**YOUR INSTRUCTIONS:** After finding the line with "[locate] the tree in" in the data below, set down exactly each line through the one with "[locate] the dark", inclusive, and stop there.

**LISTED RECORDS:**
++++++++++++++++++++
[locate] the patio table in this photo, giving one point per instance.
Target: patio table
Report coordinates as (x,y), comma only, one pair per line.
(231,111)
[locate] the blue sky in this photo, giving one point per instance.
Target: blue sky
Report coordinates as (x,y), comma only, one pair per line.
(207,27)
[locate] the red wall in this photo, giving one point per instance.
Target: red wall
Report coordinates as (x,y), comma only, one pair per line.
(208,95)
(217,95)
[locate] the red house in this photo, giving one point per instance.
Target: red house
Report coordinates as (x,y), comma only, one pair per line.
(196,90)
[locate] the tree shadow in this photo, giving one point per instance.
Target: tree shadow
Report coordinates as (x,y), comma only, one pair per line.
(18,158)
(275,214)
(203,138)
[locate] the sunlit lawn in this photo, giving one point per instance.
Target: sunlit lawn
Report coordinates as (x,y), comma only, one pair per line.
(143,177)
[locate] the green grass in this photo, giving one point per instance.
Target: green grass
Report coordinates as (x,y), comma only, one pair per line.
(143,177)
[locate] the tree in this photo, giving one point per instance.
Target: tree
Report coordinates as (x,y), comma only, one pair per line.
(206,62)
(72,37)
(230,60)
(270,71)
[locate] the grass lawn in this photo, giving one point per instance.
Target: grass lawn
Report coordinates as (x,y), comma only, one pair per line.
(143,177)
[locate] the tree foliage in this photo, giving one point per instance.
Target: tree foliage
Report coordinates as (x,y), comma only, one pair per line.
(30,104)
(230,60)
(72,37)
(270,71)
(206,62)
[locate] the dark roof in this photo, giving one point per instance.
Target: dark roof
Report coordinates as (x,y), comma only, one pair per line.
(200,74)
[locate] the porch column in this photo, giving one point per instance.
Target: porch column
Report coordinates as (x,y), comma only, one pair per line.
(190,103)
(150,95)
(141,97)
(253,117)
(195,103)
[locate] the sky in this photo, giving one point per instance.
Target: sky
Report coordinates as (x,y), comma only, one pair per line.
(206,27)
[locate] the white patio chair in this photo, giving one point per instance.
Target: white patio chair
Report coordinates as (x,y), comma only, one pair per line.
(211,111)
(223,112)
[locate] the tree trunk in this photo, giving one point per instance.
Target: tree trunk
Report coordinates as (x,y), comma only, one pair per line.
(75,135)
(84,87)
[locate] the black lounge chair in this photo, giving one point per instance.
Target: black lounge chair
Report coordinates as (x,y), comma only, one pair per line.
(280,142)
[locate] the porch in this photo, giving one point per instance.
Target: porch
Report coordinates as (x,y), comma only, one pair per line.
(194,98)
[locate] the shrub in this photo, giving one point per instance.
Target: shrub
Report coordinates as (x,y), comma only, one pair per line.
++++++++++++++++++++
**RESULT OF THE EXERCISE:**
[locate] the tree in this photo, giving one point per instance.
Target: tree
Report coordinates as (x,y), comma only, one pair per line.
(206,62)
(72,37)
(230,60)
(270,71)
[locate] the grass lawn in this photo, giving one point per instance.
Target: grass lawn
Report coordinates as (x,y), comma only, one pair per line.
(143,177)
[locate] the tree foliage in this photo, giving one point per instance.
Target: tree foliage
Report coordinates as (x,y), comma only, one pair per line.
(30,104)
(230,60)
(72,37)
(270,71)
(206,62)
[locate] the dark roof in this photo, giving one point per instance.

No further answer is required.